# DATASET CONTENT
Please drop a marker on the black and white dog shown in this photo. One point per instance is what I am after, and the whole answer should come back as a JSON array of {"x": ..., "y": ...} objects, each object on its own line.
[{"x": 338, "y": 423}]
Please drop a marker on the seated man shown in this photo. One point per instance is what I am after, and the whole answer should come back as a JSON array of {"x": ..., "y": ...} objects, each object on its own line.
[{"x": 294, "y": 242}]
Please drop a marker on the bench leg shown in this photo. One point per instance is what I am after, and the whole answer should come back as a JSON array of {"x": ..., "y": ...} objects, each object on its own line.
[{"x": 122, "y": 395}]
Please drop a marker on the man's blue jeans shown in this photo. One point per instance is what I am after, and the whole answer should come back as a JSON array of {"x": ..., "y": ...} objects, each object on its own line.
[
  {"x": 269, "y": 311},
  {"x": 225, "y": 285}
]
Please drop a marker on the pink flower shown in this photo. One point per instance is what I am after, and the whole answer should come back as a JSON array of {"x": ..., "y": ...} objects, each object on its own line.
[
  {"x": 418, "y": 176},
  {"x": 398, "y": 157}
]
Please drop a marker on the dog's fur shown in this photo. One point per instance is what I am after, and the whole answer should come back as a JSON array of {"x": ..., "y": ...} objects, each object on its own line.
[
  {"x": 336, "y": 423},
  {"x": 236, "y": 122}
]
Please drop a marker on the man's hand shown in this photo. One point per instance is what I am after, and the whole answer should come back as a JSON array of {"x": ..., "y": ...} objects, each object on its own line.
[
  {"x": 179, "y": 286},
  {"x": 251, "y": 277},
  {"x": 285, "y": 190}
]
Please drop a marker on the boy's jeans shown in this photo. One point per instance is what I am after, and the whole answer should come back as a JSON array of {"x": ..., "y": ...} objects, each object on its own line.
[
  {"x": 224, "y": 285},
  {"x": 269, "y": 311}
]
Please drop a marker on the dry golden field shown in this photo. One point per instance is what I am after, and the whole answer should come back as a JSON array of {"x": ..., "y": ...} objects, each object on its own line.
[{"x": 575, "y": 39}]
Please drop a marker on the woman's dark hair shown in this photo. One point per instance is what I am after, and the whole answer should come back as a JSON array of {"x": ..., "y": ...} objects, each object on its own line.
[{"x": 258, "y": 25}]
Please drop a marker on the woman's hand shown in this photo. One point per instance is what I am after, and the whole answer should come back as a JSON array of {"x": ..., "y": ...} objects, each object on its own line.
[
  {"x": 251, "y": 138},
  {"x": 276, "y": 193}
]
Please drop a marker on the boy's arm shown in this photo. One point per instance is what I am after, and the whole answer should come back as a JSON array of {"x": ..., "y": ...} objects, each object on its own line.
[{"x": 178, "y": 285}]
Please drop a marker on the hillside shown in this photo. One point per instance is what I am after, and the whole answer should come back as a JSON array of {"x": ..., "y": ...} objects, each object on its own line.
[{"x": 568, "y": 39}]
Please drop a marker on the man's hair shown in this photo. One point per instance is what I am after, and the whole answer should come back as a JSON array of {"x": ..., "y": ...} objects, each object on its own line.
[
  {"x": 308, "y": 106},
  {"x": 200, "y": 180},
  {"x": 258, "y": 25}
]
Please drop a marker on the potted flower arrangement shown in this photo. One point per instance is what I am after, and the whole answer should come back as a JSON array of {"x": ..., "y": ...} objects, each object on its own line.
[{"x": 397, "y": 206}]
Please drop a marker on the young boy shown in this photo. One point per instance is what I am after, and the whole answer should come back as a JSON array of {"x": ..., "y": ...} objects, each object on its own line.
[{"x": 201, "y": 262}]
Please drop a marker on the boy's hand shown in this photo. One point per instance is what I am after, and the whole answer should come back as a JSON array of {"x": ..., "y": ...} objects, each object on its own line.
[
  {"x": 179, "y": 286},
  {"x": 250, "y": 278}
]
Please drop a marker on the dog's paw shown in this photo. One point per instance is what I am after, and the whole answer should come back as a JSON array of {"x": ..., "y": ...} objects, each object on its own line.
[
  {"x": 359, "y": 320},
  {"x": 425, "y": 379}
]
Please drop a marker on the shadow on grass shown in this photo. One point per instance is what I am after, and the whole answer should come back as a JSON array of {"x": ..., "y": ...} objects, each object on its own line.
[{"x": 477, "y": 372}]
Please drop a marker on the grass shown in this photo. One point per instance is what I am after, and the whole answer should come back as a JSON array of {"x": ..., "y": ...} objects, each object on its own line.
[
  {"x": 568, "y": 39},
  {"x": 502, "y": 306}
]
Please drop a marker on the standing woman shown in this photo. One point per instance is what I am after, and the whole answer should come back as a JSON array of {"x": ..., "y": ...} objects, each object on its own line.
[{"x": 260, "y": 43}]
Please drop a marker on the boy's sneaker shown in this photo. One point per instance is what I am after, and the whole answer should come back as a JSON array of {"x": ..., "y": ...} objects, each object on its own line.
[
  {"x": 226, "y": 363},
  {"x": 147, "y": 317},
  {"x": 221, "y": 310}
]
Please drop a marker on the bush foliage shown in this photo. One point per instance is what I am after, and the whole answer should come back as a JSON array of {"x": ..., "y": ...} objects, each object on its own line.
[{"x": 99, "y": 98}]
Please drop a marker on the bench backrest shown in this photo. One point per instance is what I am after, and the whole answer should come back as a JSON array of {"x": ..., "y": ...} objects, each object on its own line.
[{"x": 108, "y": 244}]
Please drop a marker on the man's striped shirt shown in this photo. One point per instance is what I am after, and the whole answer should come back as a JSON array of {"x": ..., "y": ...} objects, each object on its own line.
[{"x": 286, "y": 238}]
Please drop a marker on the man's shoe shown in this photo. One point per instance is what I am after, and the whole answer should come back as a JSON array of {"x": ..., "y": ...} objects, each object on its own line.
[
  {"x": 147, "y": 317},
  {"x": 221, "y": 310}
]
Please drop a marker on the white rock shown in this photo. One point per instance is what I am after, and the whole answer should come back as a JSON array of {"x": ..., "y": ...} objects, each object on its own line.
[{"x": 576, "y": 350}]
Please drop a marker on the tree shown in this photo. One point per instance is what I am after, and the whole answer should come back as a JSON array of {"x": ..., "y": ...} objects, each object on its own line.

# TASK OBJECTIVE
Could you restate every entry verbatim, please?

# EXERCISE OUTPUT
Please drop a marker on the black and white dog shown in this photo. One point per instance is what I am after, and the whole answer should come back as a JSON array of {"x": ..., "y": ...} objects, each object on its own line.
[{"x": 338, "y": 423}]
Please drop a marker on the seated man shown in this photo. One point per instance is what I am after, and the whole answer should come back as a JSON array of {"x": ..., "y": ...} objects, each object on its own line.
[{"x": 294, "y": 242}]
Please drop a marker on the bench leg shown in this photo. One point per instance is what I am after, and the whole answer should come back as a JSON array of {"x": ..., "y": ...} objects, each object on its own line.
[{"x": 122, "y": 395}]
Please drop a marker on the man's blue jeans shown in this photo. One point per instance is what I am after, and the whole answer should come back as a JSON array of {"x": ..., "y": ...} objects, each object on its own line.
[
  {"x": 269, "y": 311},
  {"x": 225, "y": 285}
]
Please drop a marker on the pink flower shown in this photo. One point per instance is what I am after, and the whole answer should come back as a JSON array of {"x": ..., "y": ...} objects, each object on its own line.
[
  {"x": 418, "y": 176},
  {"x": 398, "y": 157}
]
Please drop a marker on the dog's fur shown in this photo. One point per instance is what I am after, and the whole answer should come back as a JSON array of {"x": ..., "y": ...} objects, each object on its own line.
[
  {"x": 336, "y": 423},
  {"x": 236, "y": 122}
]
Please drop a marker on the man's hand shown in this photo. One point per instance is what I am after, and the whole answer should come back as a JSON array of {"x": ..., "y": ...} objects, each object on its own line.
[
  {"x": 179, "y": 286},
  {"x": 251, "y": 277},
  {"x": 285, "y": 190}
]
Please drop a marker on the boy's jeans shown in this photo. One point per instance is what I am after, and the whole answer should come back as a JSON array of {"x": ..., "y": ...} objects, each object on its own line.
[
  {"x": 224, "y": 285},
  {"x": 269, "y": 311}
]
Please drop a marker on the dry golden field shown in this photo. One point per instance is what I am after, and the whole answer should come back as a JSON array of {"x": ..., "y": ...} objects, each object on its own line.
[{"x": 575, "y": 39}]
Please drop a marker on the woman's dark hair shown in this photo. One point per instance is what I am after, and the whole answer should come back as a JSON array of {"x": ..., "y": ...} objects, each object on its own line.
[{"x": 258, "y": 25}]
Please drop a marker on the woman's hand shown in this photo. One point per instance is what I am after, and the whole answer should come back as a JSON array of {"x": ..., "y": ...} objects, each object on its own line.
[
  {"x": 251, "y": 138},
  {"x": 276, "y": 193}
]
Please drop a marker on the boy's arm shown in this photo. One point per instance is what I am after, and the whole answer should come back as a JSON array of {"x": ..., "y": ...} objects, each object on its own line.
[{"x": 178, "y": 285}]
Please drop a marker on the hillside shown in this photo. One point per instance is what I am after, and the whole answer should come back as a JSON array of {"x": ..., "y": ...} objects, each object on its own line.
[{"x": 568, "y": 39}]
Please drop a marker on the man's hair shown in this photo. One point per instance is what I am after, and the whole answer should come back as a JSON array of {"x": ..., "y": ...} objects, each object on its own line.
[
  {"x": 308, "y": 106},
  {"x": 200, "y": 180},
  {"x": 258, "y": 25}
]
Please drop a marker on the potted flower arrangement shown in this photo. One point per instance is what I am after, and the whole answer should come back as a JSON array of {"x": ..., "y": ...} objects, each object on its own line.
[{"x": 397, "y": 206}]
Please drop a marker on the young boy shown in this photo. One point per instance is what I am after, and the whole answer should come back as a JSON array of {"x": ..., "y": ...} objects, each object on its own line.
[{"x": 201, "y": 262}]
Please drop a marker on the boy's hand shown in this photo. One point per instance is what I am after, and the whole answer should come back as a JSON array of {"x": ..., "y": ...} objects, each object on its own line.
[
  {"x": 179, "y": 286},
  {"x": 250, "y": 278}
]
Please drop a marker on the dog's paw shown in this photo. One point per instance is what I am after, and the whole answer should come back as a JSON array of {"x": ..., "y": ...} objects, each object on its own line.
[
  {"x": 359, "y": 320},
  {"x": 425, "y": 379}
]
Please drop a marker on the shadow on grass shown in this photo. One point per instance is what I am after, and the whole answer should come back as a JSON array of {"x": ..., "y": ...} objects, each object on its own line.
[{"x": 477, "y": 372}]
Please drop a marker on the grass shown in this photo. One point per instance is what I am after, and the whole answer should come back as a JSON array of {"x": ..., "y": ...} objects, each object on its own line.
[
  {"x": 568, "y": 39},
  {"x": 502, "y": 306}
]
Please drop a marker on the standing woman shown in this photo. One point per instance is what I am after, and the whole answer should come back as a JSON array of {"x": ..., "y": ...} objects, each object on its own line.
[{"x": 260, "y": 43}]
Please drop a marker on the boy's sneaker shown in this photo. One point per instance is what I am after, and the whole answer should come back as a JSON array of {"x": ..., "y": ...} objects, each object on its own line.
[
  {"x": 226, "y": 363},
  {"x": 147, "y": 317},
  {"x": 221, "y": 310}
]
Please drop a marker on the bush foliage shown in this photo. One point per instance is what I am after, and the whole answer should come back as a JSON array of {"x": ..., "y": ...} objects, each object on its own line.
[{"x": 99, "y": 98}]
Please drop a marker on the bench backrest shown in this photo. One point per instance is what I am after, and the whole answer should come back as a JSON array of {"x": ..., "y": ...} objects, each object on its own line.
[{"x": 108, "y": 244}]
Please drop a marker on the man's striped shirt shown in this photo. One point per instance is what I am after, and the whole answer should come back as a JSON array of {"x": ..., "y": ...} objects, each object on its own line.
[{"x": 286, "y": 238}]
Please drop a marker on the man's shoe shown in this photo. One point per instance is what I am after, and the whole answer should come back as a JSON array of {"x": ..., "y": ...} objects, each object on its own line.
[
  {"x": 147, "y": 317},
  {"x": 221, "y": 310}
]
Please drop a marker on the white rock shown in this photo. One point per instance is what I am after, and the whole answer should come back as a JSON array of {"x": ..., "y": ...} objects, each object on its own line.
[{"x": 576, "y": 350}]
Please drop a marker on the tree shown in this photo. One point per instance is what I am after, and the whole answer should come back as a JSON array of {"x": ..., "y": ...} objects, each object on its own line.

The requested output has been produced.